■ TASK STATEMENT ■
The entries below should be transcribed in their entirety, exactly as written.

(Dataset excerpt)
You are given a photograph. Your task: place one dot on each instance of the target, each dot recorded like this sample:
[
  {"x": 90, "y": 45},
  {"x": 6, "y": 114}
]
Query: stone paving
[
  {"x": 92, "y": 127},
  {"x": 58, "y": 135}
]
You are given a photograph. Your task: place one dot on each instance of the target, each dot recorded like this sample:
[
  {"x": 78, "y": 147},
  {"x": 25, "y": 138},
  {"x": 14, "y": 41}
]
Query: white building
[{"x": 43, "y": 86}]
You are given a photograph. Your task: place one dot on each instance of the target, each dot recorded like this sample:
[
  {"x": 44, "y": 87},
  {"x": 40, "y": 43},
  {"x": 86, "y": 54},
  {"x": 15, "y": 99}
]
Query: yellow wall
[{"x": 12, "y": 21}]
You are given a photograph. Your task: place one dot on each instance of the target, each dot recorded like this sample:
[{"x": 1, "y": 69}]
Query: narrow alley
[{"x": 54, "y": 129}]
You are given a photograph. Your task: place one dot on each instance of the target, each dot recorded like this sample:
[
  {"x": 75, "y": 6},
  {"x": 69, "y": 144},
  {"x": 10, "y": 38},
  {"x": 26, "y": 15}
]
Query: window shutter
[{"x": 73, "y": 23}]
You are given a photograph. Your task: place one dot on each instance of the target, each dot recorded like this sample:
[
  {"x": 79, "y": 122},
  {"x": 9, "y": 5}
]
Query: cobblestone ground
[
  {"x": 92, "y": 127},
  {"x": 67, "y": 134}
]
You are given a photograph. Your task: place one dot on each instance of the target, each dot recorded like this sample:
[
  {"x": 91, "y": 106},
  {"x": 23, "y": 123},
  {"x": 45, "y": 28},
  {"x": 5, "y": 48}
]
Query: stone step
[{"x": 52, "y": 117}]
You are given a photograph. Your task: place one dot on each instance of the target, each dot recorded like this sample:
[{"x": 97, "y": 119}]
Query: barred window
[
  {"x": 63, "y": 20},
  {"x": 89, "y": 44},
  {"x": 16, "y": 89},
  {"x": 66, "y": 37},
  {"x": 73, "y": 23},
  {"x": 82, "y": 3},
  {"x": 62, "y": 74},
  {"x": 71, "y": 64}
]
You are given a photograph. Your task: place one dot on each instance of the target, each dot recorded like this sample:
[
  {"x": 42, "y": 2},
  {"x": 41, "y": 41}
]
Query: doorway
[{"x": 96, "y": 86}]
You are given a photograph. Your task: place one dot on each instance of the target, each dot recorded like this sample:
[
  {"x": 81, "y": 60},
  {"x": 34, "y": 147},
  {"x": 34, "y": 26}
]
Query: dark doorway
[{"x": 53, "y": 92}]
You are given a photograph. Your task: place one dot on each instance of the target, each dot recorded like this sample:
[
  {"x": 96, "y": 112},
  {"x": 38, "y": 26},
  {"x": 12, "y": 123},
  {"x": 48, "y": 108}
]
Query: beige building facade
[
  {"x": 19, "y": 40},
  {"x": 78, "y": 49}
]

■ ANSWER ■
You are given a photograph. Your task: place one dot on each instance of the target, each dot recorded like this sample:
[
  {"x": 90, "y": 45},
  {"x": 6, "y": 114}
]
Query: stone paving
[
  {"x": 92, "y": 127},
  {"x": 58, "y": 135}
]
You are given a photograph. Your task: place one dot on each instance of the target, each dot recorded like this sample:
[
  {"x": 78, "y": 147},
  {"x": 25, "y": 138},
  {"x": 14, "y": 41}
]
Query: white building
[{"x": 43, "y": 86}]
You are given a photograph. Your task: place one dot on each instance of the target, each dot recorded like this sample:
[
  {"x": 44, "y": 87},
  {"x": 40, "y": 43},
  {"x": 86, "y": 54},
  {"x": 15, "y": 99}
]
Query: yellow wall
[{"x": 12, "y": 21}]
You are given a photograph. Your task: place one dot on each instance of the target, each dot recorded like this sample:
[{"x": 1, "y": 69}]
Query: narrow alley
[{"x": 54, "y": 129}]
You are given a photograph. Your task: place one dot on each instance of the target, each dot recorded like this sample:
[
  {"x": 75, "y": 6},
  {"x": 69, "y": 144},
  {"x": 10, "y": 38},
  {"x": 26, "y": 15}
]
Query: window shutter
[{"x": 73, "y": 23}]
You are given a photograph. Your task: place one dot on each instance of the target, each dot recorded like this sample:
[
  {"x": 79, "y": 122},
  {"x": 9, "y": 5}
]
Query: cobblestone ground
[
  {"x": 92, "y": 127},
  {"x": 67, "y": 134}
]
You are given a photograph. Your task: place one dot on each instance of the target, each dot recorded like this sample:
[
  {"x": 91, "y": 106},
  {"x": 23, "y": 123},
  {"x": 45, "y": 28},
  {"x": 5, "y": 48}
]
Query: stone step
[{"x": 52, "y": 117}]
You are given a photograph. Your task: place one dot on each instance of the target, each dot recorded like this sample:
[{"x": 97, "y": 119}]
Query: barred window
[
  {"x": 63, "y": 20},
  {"x": 89, "y": 44},
  {"x": 16, "y": 89},
  {"x": 66, "y": 37},
  {"x": 73, "y": 23},
  {"x": 82, "y": 3},
  {"x": 62, "y": 74},
  {"x": 71, "y": 64}
]
You are given a photograph. Your task: place one dot on each instance of the target, each dot recorded like this sample:
[
  {"x": 42, "y": 2},
  {"x": 41, "y": 41}
]
Query: doorway
[{"x": 96, "y": 86}]
You are given a photograph. Your task: place one dot on each instance of the target, each dot recorded like this sample:
[
  {"x": 81, "y": 60},
  {"x": 34, "y": 147},
  {"x": 34, "y": 26}
]
Query: dark doorway
[{"x": 53, "y": 92}]
You are given a photograph. Your task: place one dot on each instance of the target, each dot recorded like this sample:
[
  {"x": 96, "y": 112},
  {"x": 38, "y": 26},
  {"x": 12, "y": 123},
  {"x": 48, "y": 108}
]
Query: beige building facade
[
  {"x": 19, "y": 40},
  {"x": 78, "y": 49}
]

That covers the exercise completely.